Last night I had the privilege of watching the 2009 Dove Awards with my family. It was a fun evening, watching artists and songs we love receive nods for their talents and courage to step out in the Christian music scene. This was the first year that fans were able to vote for several of the categories, which made the evening even more exciting.
A few short weeks ago, my kids were able to cast their votes for another award show – The Kids Choice Awards sponsored by Nickelodeon. My daughter, age 13, led the effort to make sure their voices were heard among the millions of young viewers who were voting. I remember her excitement as she felt the ability to allow her voice to be heard, and I can just as easily recall her disdain as she was presented with one of the categories.
The category was Song of the Year, and three songs had received nods by Nickelodeon; they were Don’t Stop the Music (Rihanna), Single Ladies (Beyonce), and I Kissed a Girl (Katy Perry). My daughter was stumped; she didn’t know what to do.

□ □ □

* [Job 1]:
Return the award shows text word for word, in full.
The award shows text and the entries below it come from unrelated sources.

Source records
□ □ □

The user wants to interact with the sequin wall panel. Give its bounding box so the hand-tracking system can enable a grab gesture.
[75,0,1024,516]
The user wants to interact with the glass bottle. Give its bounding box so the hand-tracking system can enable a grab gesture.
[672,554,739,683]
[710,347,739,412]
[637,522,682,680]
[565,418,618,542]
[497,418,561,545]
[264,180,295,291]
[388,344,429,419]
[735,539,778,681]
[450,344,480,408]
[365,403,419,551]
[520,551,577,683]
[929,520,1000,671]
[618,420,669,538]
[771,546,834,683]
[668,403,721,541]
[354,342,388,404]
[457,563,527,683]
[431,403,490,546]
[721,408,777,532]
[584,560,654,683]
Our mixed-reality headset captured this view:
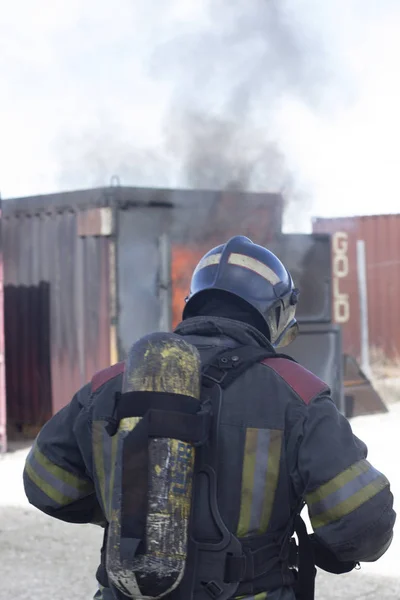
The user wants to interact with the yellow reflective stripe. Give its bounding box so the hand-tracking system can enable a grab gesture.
[260,430,283,533]
[33,445,93,495]
[306,459,371,506]
[92,421,108,510]
[237,428,258,537]
[306,459,389,529]
[25,463,74,506]
[92,417,141,520]
[311,475,388,529]
[108,435,119,515]
[235,592,268,600]
[237,427,282,537]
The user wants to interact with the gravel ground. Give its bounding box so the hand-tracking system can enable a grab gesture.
[0,404,400,600]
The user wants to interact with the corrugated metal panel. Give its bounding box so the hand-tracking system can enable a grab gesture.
[0,210,7,454]
[313,214,400,358]
[171,192,283,327]
[3,211,110,429]
[117,190,283,342]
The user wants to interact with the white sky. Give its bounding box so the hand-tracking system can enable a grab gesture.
[0,0,400,225]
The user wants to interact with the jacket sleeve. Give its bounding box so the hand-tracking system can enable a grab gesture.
[294,395,396,562]
[23,386,103,524]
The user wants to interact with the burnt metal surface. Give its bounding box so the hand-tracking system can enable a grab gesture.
[283,324,346,414]
[2,186,283,420]
[343,354,388,418]
[117,190,283,358]
[269,234,332,323]
[2,210,110,430]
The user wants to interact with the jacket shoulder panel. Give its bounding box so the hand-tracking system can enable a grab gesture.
[262,358,329,404]
[91,361,125,394]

□ □ □

* [Job 2]:
Output as a JSON list of strings everything in the entries from the very first line down to the line containing "[75,0,1024,516]", with both ends included. Give one string per line and skip blank lines.

* [Expected answer 1]:
Last night I had the privilege of watching the 2009 Dove Awards with my family. It was a fun evening, watching artists and songs we love receive nods for their talents and courage to step out in the Christian music scene. This was the first year that fans were able to vote for several of the categories, which made the evening even more exciting.
A few short weeks ago, my kids were able to cast their votes for another award show – The Kids Choice Awards sponsored by Nickelodeon. My daughter, age 13, led the effort to make sure their voices were heard among the millions of young viewers who were voting. I remember her excitement as she felt the ability to allow her voice to be heard, and I can just as easily recall her disdain as she was presented with one of the categories.
The category was Song of the Year, and three songs had received nods by Nickelodeon; they were Don’t Stop the Music (Rihanna), Single Ladies (Beyonce), and I Kissed a Girl (Katy Perry). My daughter was stumped; she didn’t know what to do.

* [Expected answer 2]:
[
  "The user wants to interact with the sequin wall panel. Give its bounding box so the hand-tracking system can enable a grab gesture.",
  "[75,0,1024,516]"
]